What you need to do:
Write the records out again, keeping each line exactly as it is.

Collection entries:
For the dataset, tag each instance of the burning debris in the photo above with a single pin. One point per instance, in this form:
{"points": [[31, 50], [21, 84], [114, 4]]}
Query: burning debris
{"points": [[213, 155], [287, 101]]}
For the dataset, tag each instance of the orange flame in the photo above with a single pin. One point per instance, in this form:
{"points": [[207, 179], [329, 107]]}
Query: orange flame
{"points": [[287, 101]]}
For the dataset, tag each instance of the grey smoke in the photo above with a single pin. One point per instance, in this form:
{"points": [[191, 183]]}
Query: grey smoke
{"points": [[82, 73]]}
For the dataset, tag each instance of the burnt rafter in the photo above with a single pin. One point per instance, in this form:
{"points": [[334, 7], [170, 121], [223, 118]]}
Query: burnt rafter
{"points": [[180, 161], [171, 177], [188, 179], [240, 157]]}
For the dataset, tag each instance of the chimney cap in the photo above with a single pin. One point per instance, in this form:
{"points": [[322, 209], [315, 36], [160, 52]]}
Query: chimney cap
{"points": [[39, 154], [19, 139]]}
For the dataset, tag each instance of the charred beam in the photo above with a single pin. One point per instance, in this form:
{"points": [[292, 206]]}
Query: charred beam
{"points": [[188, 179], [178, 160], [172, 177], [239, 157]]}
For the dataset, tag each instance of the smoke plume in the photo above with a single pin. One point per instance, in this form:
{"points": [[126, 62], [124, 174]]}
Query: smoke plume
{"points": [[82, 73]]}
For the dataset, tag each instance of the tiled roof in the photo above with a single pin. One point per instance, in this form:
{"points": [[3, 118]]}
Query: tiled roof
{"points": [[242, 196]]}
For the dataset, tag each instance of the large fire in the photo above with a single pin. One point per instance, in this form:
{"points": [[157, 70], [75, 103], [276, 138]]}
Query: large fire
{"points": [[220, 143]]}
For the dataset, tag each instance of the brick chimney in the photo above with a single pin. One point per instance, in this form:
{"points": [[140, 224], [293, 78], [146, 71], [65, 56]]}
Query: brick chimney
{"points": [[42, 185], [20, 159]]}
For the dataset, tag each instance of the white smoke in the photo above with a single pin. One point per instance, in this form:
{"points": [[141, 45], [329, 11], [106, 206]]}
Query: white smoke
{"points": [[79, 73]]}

Answer in full:
For the dataset, tag each instance of the burning debris in the photo above with a single pin. One point per instance, in this form:
{"points": [[31, 50], [21, 84], [114, 4]]}
Query: burning debris
{"points": [[213, 155], [287, 101]]}
For the dataset, tag each instance of the orange flame in the photo above with a single pin. One point per instance, in this form:
{"points": [[207, 179], [329, 107]]}
Query: orange flame
{"points": [[287, 101]]}
For the dataset, tag each instance of the grey smoke in the photo above with a single pin. One point per instance, in this form:
{"points": [[191, 183]]}
Query: grey smoke
{"points": [[82, 73]]}
For the dataset, tag each instance of the burnt rafter in the photo above with a single pin. One point per instance, in this form:
{"points": [[334, 7], [170, 121], [223, 118]]}
Query: burnt rafter
{"points": [[180, 161], [171, 177], [188, 179], [240, 157]]}
For the dataset, tag each instance of the chimney cap in the photo above with a single pin. One point per instance, in this form:
{"points": [[322, 209], [315, 36], [160, 52]]}
Query: chimney cap
{"points": [[39, 154], [19, 139]]}
For the dataset, tag each instance of the charred beam in the photo above with a single pin. One point per instance, in this form:
{"points": [[292, 206]]}
Query: charred beam
{"points": [[188, 179], [178, 160], [172, 177], [239, 157]]}
For the dataset, tag each instance of the smoke plume in the photo above with a single pin. One point per instance, in this form:
{"points": [[126, 62], [124, 174]]}
Query: smoke plume
{"points": [[82, 73]]}
For the dataset, tag each instance of the tiled roof in the photo above with a single pin. One point per instance, in this form:
{"points": [[3, 118]]}
Query: tiled roof
{"points": [[242, 196]]}
For the dataset, tag each instance of the large fire in the photo above with a single pin. One point per instance, in this form:
{"points": [[157, 70], [75, 103], [276, 138]]}
Query: large fire
{"points": [[220, 143]]}
For the dataset, tag each instance of the brick chimney in the photo above with a single pin. One point per instance, in this form:
{"points": [[140, 224], [293, 78], [146, 71], [65, 56]]}
Query: brick chimney
{"points": [[42, 185], [20, 159]]}
For the dataset, tag each instance of the white smoke in the photo above with a single pin. One point per instance, in this form:
{"points": [[141, 45], [329, 11], [106, 206]]}
Query: white smoke
{"points": [[79, 73]]}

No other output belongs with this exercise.